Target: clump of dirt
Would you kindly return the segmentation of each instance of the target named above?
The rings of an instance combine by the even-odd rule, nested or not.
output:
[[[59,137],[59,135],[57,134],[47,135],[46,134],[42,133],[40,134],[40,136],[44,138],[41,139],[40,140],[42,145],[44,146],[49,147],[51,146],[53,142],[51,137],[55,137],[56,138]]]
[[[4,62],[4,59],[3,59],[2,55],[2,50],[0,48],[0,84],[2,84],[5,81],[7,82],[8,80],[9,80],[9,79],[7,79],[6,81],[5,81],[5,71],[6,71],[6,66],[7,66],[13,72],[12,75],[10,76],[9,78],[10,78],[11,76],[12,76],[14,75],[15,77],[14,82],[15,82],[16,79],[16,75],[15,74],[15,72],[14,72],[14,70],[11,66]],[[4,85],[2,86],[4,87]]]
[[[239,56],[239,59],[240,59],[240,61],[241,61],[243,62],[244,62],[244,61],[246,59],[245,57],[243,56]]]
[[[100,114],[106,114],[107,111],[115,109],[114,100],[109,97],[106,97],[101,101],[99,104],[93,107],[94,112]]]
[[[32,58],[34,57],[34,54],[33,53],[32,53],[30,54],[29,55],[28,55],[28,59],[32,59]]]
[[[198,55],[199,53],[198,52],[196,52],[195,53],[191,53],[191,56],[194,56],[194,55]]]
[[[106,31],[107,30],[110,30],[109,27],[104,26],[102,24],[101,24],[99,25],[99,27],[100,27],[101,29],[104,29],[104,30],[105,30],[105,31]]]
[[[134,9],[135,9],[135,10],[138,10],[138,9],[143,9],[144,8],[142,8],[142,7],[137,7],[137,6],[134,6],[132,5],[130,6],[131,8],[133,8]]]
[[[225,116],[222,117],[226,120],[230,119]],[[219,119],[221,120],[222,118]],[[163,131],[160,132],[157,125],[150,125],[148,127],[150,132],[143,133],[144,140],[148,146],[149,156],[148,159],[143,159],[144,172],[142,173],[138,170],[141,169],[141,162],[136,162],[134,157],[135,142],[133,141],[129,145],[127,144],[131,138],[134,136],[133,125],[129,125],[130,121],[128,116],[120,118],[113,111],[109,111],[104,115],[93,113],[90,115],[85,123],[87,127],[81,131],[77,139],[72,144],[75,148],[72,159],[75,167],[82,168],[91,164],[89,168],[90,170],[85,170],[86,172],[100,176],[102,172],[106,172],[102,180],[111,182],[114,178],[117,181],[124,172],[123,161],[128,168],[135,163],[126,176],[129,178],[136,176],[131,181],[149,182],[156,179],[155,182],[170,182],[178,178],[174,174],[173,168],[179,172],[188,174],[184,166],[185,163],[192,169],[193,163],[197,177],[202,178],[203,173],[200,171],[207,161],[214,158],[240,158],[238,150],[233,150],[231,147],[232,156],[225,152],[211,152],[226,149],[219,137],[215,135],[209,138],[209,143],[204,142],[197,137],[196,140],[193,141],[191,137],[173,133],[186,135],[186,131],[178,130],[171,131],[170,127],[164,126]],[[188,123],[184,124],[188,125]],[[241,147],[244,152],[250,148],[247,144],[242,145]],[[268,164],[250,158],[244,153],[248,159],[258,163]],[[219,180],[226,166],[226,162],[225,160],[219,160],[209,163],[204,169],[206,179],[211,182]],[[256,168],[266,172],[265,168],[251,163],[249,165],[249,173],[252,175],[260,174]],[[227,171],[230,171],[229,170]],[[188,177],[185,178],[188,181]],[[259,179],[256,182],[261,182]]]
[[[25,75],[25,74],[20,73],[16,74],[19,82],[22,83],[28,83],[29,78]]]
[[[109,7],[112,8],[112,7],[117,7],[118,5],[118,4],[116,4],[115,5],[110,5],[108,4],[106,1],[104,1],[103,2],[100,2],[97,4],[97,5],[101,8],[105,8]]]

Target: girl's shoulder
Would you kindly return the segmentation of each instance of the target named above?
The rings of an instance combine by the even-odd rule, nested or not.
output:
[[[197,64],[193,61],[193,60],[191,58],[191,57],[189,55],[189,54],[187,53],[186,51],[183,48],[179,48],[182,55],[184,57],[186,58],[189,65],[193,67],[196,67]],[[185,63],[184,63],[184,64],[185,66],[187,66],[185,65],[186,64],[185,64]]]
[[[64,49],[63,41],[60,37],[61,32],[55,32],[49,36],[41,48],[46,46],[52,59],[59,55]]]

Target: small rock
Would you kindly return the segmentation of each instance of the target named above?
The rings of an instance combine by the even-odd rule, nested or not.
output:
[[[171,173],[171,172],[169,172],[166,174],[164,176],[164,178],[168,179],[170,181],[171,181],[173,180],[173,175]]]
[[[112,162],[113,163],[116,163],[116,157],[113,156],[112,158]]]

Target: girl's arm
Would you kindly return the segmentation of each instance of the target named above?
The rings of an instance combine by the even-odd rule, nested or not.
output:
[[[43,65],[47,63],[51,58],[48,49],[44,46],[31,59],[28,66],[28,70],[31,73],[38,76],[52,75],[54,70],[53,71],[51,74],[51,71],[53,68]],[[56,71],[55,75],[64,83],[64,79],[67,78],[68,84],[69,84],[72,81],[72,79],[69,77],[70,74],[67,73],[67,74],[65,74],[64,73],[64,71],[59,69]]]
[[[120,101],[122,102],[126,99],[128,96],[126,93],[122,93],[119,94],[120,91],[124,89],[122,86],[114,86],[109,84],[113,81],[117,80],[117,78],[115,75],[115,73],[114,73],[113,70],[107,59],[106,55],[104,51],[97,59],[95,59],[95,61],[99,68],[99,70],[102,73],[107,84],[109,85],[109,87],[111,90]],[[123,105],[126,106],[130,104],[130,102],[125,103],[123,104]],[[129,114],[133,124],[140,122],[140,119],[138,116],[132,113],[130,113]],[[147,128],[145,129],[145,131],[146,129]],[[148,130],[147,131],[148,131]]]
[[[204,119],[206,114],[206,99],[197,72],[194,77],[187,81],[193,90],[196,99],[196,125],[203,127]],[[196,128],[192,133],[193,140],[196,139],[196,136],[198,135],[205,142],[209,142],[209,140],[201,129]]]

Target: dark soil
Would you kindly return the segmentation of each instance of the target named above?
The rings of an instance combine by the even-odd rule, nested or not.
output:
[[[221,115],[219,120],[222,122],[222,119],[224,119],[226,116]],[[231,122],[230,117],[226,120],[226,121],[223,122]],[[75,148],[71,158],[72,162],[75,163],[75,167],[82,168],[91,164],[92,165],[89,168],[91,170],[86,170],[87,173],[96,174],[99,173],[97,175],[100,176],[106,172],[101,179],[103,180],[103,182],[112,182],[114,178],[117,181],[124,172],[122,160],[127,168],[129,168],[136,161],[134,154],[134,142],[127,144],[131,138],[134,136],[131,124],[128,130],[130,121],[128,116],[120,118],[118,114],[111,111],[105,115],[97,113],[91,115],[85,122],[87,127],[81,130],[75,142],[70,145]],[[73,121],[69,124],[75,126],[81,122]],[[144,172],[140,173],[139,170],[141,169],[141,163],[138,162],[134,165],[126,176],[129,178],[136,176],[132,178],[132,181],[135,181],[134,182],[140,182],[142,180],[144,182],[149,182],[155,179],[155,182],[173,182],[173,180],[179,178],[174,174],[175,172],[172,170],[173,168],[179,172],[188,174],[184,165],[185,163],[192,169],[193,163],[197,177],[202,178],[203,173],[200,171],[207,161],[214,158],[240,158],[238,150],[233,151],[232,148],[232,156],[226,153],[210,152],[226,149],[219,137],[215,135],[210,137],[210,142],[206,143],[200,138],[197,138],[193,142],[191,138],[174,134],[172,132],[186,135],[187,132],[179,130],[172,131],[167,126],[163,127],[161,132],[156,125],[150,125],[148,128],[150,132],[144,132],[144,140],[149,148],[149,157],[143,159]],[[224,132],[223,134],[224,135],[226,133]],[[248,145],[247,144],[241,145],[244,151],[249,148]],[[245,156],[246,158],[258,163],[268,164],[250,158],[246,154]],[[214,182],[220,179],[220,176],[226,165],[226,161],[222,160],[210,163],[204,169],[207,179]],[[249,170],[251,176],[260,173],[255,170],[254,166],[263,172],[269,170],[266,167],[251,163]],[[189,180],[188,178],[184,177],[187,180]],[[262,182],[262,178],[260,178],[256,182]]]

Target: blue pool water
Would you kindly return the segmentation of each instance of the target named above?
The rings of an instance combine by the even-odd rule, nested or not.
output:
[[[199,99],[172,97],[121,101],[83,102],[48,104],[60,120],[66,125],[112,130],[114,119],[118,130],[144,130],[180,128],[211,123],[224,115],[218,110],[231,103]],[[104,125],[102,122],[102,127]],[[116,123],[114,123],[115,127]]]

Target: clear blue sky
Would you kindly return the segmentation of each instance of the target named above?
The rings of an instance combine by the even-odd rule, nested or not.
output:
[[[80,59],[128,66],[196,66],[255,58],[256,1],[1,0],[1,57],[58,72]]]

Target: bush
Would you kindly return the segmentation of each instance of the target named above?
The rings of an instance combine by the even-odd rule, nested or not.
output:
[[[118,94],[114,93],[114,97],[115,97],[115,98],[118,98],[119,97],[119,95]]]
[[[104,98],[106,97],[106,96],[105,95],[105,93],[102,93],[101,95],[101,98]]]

------------------------

§ What the exercise asks
Reproduce the entries from the line containing "Target: bush" through the end of the entries, replacing "rings" with "contours" and leaving everything else unchanged.

§ Solution to this task
Target: bush
Would you kindly return the segmentation of each instance of the target named above?
The contours of an instance combine by the even-odd rule, nested or not.
output:
[[[118,94],[114,93],[114,97],[115,97],[115,98],[118,98],[119,97],[119,95]]]
[[[104,98],[106,97],[106,96],[105,95],[105,93],[102,93],[101,95],[101,98]]]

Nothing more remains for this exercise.